Exercise aim:
What is the count of lines in the records that include "white"? Reply with that number alone.

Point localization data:
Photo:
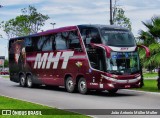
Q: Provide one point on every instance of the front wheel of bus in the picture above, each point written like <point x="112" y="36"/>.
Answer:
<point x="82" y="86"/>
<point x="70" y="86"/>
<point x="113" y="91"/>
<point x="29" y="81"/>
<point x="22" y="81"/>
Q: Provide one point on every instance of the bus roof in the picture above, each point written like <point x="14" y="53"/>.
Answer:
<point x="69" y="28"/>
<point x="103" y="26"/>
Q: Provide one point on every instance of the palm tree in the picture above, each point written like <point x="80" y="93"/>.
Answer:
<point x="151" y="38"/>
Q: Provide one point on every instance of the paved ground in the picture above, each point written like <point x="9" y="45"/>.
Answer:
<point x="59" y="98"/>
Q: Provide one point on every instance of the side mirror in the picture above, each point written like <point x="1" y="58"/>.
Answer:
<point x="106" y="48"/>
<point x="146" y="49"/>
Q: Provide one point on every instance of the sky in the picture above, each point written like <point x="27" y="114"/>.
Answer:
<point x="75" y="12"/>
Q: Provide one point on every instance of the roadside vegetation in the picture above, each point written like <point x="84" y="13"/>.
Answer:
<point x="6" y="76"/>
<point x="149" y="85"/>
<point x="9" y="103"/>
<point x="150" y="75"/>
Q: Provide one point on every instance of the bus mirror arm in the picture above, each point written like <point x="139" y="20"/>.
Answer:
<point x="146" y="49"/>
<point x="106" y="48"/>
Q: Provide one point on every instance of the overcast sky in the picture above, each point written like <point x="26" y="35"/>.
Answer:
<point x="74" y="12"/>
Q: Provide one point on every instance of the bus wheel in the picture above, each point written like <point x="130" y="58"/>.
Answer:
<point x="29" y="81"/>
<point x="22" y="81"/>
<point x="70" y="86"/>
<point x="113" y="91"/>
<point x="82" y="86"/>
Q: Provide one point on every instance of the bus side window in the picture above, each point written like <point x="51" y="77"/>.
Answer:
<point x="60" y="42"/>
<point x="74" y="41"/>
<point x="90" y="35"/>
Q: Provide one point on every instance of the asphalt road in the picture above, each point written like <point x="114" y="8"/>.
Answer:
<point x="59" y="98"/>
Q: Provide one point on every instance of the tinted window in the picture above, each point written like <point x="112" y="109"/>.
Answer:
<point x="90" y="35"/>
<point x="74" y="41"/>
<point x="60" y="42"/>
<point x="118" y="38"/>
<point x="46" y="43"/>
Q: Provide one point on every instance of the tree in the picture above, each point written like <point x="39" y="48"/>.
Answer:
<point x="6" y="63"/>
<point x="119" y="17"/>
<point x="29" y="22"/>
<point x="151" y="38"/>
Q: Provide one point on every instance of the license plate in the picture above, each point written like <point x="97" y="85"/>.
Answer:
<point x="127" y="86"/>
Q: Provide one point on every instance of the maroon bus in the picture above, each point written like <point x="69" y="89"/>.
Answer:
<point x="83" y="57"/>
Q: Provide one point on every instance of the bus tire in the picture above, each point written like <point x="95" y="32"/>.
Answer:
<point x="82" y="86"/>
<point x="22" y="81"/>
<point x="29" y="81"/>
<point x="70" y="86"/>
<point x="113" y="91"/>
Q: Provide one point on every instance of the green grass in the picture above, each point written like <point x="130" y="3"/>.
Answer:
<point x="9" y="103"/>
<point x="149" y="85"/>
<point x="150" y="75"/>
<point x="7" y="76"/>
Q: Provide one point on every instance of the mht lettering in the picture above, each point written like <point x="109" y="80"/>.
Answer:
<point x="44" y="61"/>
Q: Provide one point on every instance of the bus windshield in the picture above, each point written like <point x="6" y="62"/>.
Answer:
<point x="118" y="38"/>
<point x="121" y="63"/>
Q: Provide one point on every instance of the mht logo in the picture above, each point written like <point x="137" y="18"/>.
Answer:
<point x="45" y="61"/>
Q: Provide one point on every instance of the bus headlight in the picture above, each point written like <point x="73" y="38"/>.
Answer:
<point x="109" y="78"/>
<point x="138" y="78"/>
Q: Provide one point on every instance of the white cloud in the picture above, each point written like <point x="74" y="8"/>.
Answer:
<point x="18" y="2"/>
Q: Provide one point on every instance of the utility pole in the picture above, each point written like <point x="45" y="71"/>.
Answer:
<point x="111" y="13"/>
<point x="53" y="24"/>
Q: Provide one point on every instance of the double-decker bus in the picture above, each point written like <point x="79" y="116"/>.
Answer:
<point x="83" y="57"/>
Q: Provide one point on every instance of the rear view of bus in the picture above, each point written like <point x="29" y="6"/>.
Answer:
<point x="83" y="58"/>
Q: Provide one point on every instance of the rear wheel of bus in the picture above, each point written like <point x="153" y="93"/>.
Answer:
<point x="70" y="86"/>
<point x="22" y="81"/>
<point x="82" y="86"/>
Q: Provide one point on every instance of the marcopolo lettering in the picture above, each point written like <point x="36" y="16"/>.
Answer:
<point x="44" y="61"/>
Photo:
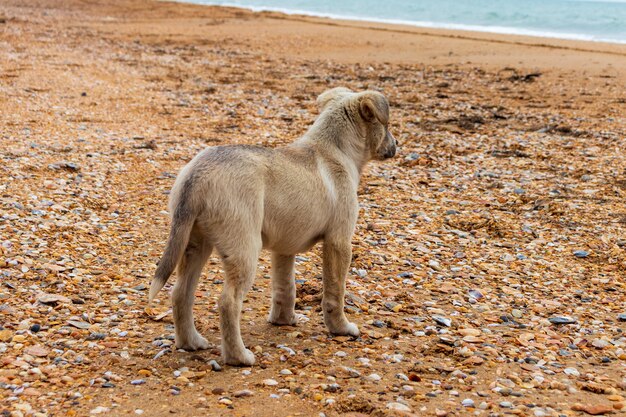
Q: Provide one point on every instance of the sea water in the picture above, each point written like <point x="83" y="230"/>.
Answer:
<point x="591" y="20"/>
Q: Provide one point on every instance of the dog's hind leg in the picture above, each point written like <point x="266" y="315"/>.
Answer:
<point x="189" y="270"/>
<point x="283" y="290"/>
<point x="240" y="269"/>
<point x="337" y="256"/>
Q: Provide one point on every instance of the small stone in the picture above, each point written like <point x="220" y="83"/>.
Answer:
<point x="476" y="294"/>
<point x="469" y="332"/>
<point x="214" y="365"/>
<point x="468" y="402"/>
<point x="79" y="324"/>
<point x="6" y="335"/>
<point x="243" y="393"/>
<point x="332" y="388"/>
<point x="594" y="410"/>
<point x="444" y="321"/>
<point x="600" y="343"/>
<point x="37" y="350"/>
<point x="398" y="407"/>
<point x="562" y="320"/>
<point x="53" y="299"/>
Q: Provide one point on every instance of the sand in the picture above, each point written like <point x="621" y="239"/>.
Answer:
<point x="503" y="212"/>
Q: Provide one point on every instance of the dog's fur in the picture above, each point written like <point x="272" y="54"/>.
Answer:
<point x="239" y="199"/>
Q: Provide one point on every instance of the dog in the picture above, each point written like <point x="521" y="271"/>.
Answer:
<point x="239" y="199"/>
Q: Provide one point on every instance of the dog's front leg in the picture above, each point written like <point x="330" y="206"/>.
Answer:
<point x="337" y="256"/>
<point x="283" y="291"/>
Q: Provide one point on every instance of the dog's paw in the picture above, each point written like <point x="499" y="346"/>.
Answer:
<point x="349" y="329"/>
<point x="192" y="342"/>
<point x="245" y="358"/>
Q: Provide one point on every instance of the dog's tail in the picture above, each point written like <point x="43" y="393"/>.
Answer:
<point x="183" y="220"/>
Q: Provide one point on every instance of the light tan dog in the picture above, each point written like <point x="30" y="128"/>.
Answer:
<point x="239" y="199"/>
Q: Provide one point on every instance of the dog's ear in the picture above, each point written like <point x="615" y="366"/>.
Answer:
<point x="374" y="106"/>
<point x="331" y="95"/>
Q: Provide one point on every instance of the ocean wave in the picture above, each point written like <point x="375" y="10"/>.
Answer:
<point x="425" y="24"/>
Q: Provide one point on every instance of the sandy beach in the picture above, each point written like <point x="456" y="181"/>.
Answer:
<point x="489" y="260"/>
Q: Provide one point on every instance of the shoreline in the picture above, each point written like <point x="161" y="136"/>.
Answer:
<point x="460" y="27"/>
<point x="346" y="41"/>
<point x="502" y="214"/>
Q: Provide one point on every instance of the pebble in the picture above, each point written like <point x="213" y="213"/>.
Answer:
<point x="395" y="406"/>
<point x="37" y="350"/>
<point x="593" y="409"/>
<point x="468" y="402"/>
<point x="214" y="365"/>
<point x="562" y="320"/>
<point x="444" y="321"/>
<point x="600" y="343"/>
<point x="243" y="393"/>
* * *
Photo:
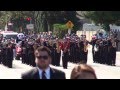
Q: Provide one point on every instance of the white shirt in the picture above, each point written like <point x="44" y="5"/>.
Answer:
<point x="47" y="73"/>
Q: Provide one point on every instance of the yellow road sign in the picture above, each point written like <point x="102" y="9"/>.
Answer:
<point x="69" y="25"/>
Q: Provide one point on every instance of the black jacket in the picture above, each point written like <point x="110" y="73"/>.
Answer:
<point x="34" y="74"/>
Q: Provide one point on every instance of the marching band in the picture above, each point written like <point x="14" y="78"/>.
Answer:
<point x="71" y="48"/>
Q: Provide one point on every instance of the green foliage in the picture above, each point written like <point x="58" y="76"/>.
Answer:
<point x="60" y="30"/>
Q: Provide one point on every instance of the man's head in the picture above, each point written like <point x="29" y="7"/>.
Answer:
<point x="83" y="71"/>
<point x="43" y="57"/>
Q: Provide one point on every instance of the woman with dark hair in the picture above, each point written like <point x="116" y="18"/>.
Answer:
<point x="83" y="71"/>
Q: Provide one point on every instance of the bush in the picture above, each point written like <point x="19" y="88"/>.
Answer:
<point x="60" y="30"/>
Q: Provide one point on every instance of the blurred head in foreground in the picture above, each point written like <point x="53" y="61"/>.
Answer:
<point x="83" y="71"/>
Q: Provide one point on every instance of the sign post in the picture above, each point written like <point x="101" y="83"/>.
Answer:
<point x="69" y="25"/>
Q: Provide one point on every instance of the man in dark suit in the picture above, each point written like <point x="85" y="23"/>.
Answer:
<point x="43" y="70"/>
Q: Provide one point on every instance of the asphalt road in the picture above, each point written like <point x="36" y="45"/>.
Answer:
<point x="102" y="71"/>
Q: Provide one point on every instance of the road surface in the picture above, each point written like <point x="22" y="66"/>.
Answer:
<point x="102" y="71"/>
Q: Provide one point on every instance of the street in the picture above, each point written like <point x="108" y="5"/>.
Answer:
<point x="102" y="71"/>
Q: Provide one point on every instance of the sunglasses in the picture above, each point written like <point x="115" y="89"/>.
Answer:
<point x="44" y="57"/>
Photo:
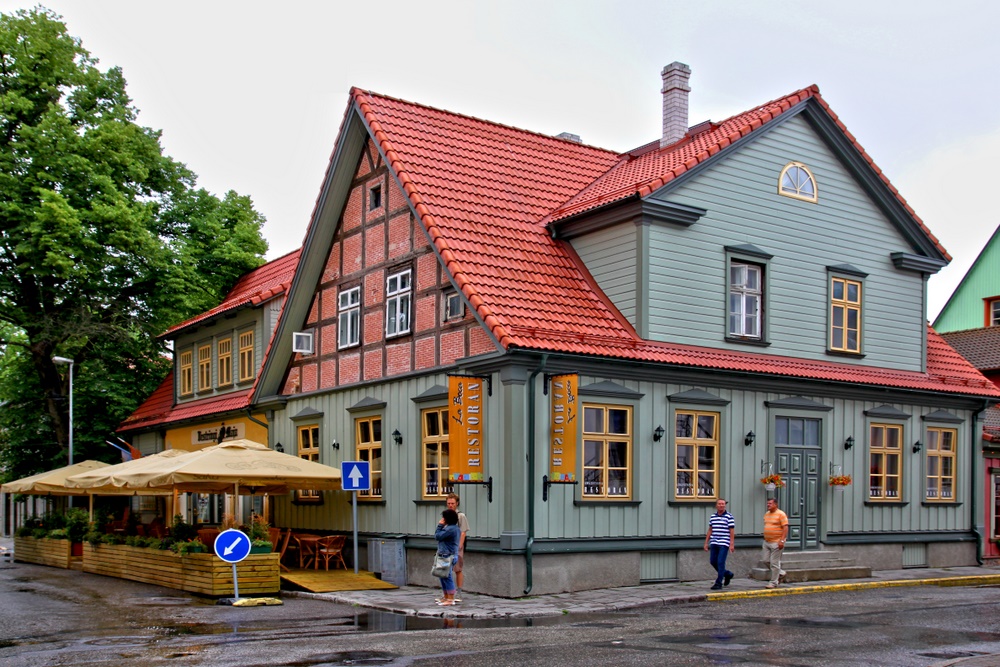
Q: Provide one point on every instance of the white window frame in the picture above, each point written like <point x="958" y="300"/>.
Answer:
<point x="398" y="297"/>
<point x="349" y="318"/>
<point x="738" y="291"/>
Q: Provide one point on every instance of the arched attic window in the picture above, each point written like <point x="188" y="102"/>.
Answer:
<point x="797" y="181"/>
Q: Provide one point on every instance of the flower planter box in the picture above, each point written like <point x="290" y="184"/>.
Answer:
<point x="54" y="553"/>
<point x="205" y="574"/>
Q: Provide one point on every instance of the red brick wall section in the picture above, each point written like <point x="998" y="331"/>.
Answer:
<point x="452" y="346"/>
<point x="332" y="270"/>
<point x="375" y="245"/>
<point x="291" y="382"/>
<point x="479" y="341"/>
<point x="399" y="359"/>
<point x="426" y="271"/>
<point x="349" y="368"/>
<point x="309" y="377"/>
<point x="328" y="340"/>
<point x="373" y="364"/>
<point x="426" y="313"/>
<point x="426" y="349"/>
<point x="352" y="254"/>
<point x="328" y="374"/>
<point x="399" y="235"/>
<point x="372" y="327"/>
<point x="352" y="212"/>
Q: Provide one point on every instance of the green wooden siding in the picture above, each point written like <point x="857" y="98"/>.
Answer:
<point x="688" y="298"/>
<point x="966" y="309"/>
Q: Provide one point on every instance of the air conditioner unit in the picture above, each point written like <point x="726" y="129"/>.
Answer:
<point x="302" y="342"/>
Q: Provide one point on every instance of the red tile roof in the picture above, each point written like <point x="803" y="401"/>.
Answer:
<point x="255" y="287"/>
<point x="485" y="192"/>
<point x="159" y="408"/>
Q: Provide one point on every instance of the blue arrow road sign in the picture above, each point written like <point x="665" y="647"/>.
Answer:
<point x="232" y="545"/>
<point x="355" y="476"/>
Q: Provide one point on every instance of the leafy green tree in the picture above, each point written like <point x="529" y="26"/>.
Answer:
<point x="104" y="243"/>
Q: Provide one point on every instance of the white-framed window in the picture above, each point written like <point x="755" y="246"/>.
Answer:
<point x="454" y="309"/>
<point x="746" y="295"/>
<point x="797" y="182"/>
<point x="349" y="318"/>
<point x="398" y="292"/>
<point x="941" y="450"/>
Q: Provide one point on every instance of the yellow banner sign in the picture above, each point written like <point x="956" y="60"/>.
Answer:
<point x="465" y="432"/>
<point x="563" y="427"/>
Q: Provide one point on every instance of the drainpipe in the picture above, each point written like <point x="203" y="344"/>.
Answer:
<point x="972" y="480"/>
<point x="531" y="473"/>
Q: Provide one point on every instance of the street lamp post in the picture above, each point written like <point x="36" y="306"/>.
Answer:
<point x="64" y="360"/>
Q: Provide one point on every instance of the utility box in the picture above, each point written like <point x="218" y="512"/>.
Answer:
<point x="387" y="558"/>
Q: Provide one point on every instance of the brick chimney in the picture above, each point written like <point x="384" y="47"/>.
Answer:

Finished task:
4